> [WORK TO COMPLETE]: Return the records below from the line containing "Where can the blurred" onward, exactly, through and including the last line.

(Dataset entries)
--- --- ---

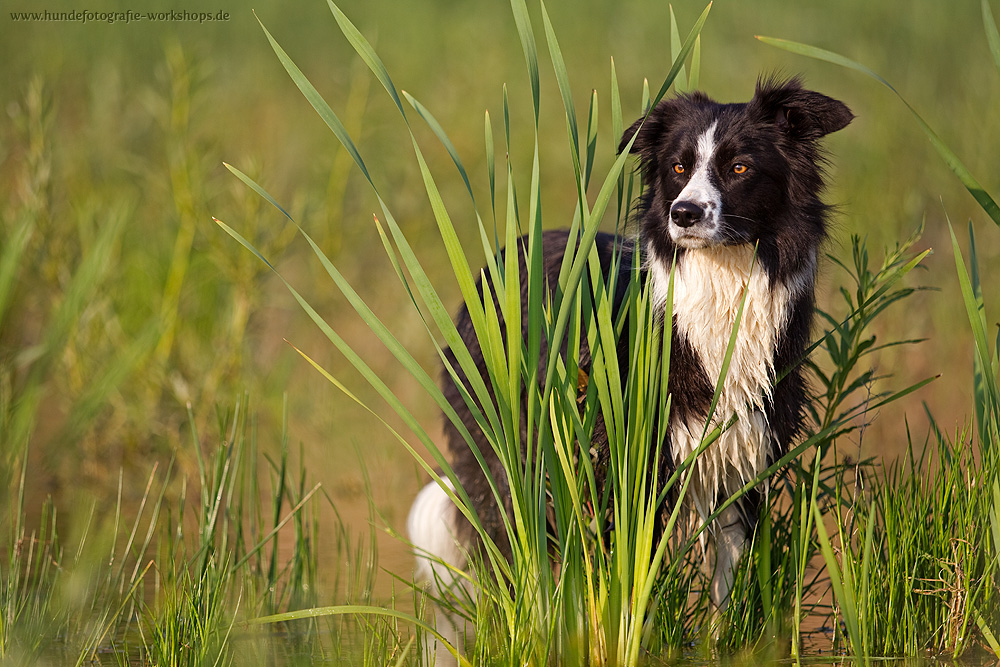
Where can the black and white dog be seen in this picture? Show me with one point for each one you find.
(720, 180)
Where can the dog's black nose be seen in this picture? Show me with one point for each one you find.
(686, 213)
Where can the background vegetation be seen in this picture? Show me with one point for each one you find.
(128, 304)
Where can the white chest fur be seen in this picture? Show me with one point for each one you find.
(708, 287)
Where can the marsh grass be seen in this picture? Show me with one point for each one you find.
(895, 560)
(617, 594)
(173, 580)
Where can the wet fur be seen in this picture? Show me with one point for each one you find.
(777, 209)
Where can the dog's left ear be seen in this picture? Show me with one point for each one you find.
(802, 114)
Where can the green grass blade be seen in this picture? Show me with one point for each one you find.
(954, 163)
(591, 140)
(992, 36)
(443, 138)
(527, 37)
(844, 597)
(10, 259)
(991, 394)
(256, 188)
(681, 85)
(317, 102)
(562, 79)
(336, 610)
(682, 54)
(694, 76)
(367, 53)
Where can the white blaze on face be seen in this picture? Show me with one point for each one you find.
(702, 191)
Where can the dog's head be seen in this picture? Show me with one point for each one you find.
(726, 174)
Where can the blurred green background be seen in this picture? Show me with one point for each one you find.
(113, 138)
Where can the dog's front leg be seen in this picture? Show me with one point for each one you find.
(730, 537)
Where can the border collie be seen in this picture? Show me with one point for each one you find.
(733, 192)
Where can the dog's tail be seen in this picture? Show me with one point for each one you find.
(431, 527)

--- --- ---

> [RESULT FOR THIS TASK]:
Where can the blurred green background be seen in this picture? Show me with one point for each one you find.
(113, 138)
Where can the dog's front leg be seen in this picture? Show me with one point for each one you find.
(730, 537)
Where can the border collie be seen in this picture? Show me with one point for each one you find.
(733, 192)
Where can the dog's tail be seen in this picture? Show me with one point for each one you find.
(431, 527)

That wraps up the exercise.